* **Data extract**:
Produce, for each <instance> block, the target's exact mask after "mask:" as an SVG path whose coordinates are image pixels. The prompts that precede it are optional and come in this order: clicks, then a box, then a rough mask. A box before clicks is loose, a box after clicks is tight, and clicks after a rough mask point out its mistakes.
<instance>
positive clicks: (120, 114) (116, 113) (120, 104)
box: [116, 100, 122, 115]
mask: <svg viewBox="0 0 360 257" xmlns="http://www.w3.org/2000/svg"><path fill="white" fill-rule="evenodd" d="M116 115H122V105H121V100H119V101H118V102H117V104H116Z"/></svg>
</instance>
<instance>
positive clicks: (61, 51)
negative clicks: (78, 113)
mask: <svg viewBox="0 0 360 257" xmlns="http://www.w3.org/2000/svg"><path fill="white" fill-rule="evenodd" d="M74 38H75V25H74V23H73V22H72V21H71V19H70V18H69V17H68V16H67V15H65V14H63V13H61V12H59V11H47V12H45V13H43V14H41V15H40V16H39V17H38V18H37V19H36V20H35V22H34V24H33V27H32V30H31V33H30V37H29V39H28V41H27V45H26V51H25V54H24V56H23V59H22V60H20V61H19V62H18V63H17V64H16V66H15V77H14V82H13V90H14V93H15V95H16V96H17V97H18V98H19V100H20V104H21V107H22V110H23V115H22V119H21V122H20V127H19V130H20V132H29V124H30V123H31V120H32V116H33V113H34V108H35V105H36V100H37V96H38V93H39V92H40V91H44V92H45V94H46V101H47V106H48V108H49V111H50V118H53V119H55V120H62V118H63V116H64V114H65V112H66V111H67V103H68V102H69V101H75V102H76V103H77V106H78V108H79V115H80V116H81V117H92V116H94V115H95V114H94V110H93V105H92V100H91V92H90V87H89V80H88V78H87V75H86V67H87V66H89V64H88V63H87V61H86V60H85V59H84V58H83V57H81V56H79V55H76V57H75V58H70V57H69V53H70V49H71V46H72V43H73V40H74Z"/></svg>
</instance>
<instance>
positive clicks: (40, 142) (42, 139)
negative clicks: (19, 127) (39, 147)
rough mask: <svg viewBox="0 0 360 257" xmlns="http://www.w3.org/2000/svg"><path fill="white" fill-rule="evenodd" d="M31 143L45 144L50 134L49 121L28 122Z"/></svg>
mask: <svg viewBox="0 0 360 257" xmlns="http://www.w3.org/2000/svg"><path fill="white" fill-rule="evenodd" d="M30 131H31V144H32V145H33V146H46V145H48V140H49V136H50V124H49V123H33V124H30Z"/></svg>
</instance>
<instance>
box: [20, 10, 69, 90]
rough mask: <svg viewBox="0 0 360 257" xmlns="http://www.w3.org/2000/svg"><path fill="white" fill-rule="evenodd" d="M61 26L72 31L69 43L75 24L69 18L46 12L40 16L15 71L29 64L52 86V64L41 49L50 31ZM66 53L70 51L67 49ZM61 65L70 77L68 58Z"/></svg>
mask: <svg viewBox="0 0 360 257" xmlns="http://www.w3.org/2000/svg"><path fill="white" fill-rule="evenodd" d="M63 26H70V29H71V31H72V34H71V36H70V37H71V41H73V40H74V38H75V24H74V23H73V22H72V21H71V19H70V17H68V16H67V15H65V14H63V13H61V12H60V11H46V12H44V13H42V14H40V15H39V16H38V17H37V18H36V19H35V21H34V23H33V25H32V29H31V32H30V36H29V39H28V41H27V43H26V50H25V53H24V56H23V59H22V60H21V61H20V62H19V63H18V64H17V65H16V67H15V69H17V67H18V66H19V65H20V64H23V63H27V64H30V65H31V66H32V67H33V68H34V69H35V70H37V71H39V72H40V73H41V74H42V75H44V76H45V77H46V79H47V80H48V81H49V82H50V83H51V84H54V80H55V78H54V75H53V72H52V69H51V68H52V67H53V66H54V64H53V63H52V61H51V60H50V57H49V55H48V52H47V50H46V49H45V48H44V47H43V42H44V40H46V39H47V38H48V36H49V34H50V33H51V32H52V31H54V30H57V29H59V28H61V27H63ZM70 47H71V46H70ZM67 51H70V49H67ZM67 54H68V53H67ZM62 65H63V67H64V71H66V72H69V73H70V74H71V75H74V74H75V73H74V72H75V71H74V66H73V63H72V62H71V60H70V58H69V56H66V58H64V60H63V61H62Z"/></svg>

* **What the task asks**:
Write out the material once more so that every line matches exactly.

* **Response for this exercise**:
Produce, for each <instance> block, the target's exact mask after "mask:" as an SVG path whose coordinates are image pixels. The prompts that precede it are optional and come in this order: clicks, then a box, then a rough mask. A box before clicks is loose, a box after clicks is tight, and clicks after a rough mask point out its mistakes.
<instance>
positive clicks: (120, 114) (116, 113) (120, 104)
box: [116, 100, 122, 115]
mask: <svg viewBox="0 0 360 257" xmlns="http://www.w3.org/2000/svg"><path fill="white" fill-rule="evenodd" d="M116 115H122V105H121V100H119V101H118V102H117V104H116Z"/></svg>
</instance>
<instance>
positive clicks: (61, 51)
negative clicks: (78, 113)
mask: <svg viewBox="0 0 360 257" xmlns="http://www.w3.org/2000/svg"><path fill="white" fill-rule="evenodd" d="M74 38H75V25H74V23H73V22H72V21H71V19H70V18H69V17H68V16H67V15H65V14H63V13H61V12H59V11H47V12H45V13H43V14H41V15H40V16H39V17H38V18H37V19H36V20H35V22H34V24H33V27H32V30H31V33H30V37H29V39H28V41H27V45H26V51H25V54H24V56H23V59H22V60H20V61H19V62H18V63H17V64H16V66H15V77H14V82H13V90H14V93H15V95H16V96H17V97H18V98H19V100H20V104H21V107H22V110H23V115H22V119H21V122H20V127H19V130H20V132H29V124H30V123H31V120H32V116H33V113H34V108H35V105H36V100H37V96H38V93H39V92H40V91H44V92H45V94H46V101H47V106H48V108H49V111H50V118H53V119H55V120H62V118H63V116H64V114H65V112H66V111H67V103H68V102H69V101H75V102H76V103H77V106H78V108H79V115H80V116H81V117H92V116H94V115H95V114H94V110H93V105H92V100H91V92H90V87H89V80H88V78H87V75H86V67H87V66H89V64H88V63H87V61H86V60H85V59H84V58H83V57H81V56H79V55H76V57H75V58H70V57H69V53H70V49H71V46H72V43H73V40H74Z"/></svg>
</instance>
<instance>
positive clicks: (40, 142) (42, 139)
negative clicks: (19, 127) (39, 147)
rough mask: <svg viewBox="0 0 360 257" xmlns="http://www.w3.org/2000/svg"><path fill="white" fill-rule="evenodd" d="M31 143L45 144L50 134L49 121L28 122Z"/></svg>
mask: <svg viewBox="0 0 360 257" xmlns="http://www.w3.org/2000/svg"><path fill="white" fill-rule="evenodd" d="M30 131H31V144H32V145H33V146H46V145H48V140H49V136H50V124H49V123H33V124H30Z"/></svg>
</instance>
<instance>
box: [20, 10, 69, 90]
rough mask: <svg viewBox="0 0 360 257" xmlns="http://www.w3.org/2000/svg"><path fill="white" fill-rule="evenodd" d="M61 26L72 31L69 43L75 24L69 18L46 12L40 16L15 71L29 64L52 86V64L41 49L50 31ZM66 53L70 51L67 49ZM61 65L70 77L68 58Z"/></svg>
mask: <svg viewBox="0 0 360 257" xmlns="http://www.w3.org/2000/svg"><path fill="white" fill-rule="evenodd" d="M63 26H70V29H71V31H72V34H71V36H70V37H71V41H73V40H74V38H75V24H74V23H73V22H72V21H71V19H70V17H68V16H67V15H65V14H63V13H61V12H60V11H46V12H44V13H42V14H40V15H39V16H38V17H37V18H36V19H35V21H34V23H33V25H32V29H31V32H30V36H29V39H28V41H27V43H26V50H25V53H24V56H23V59H22V60H21V61H20V62H19V63H18V64H17V65H16V67H15V69H17V67H18V66H19V65H20V64H23V63H27V64H30V65H31V66H32V67H33V68H34V69H35V70H37V71H39V72H40V73H41V74H42V75H44V76H45V77H46V79H47V80H48V81H49V82H50V83H51V84H54V80H55V78H54V75H53V72H52V69H51V68H52V67H53V66H54V64H53V63H52V61H51V60H50V57H49V55H48V52H47V50H46V49H45V48H44V47H43V42H44V40H46V39H47V38H48V36H49V34H50V33H51V32H52V31H54V30H57V29H59V28H61V27H63ZM70 47H71V46H70ZM67 51H70V49H67ZM67 54H68V53H67ZM62 65H63V67H64V71H66V72H69V73H70V74H71V75H74V74H75V73H74V72H75V71H74V66H73V63H72V62H71V60H70V58H69V56H66V58H64V60H63V61H62Z"/></svg>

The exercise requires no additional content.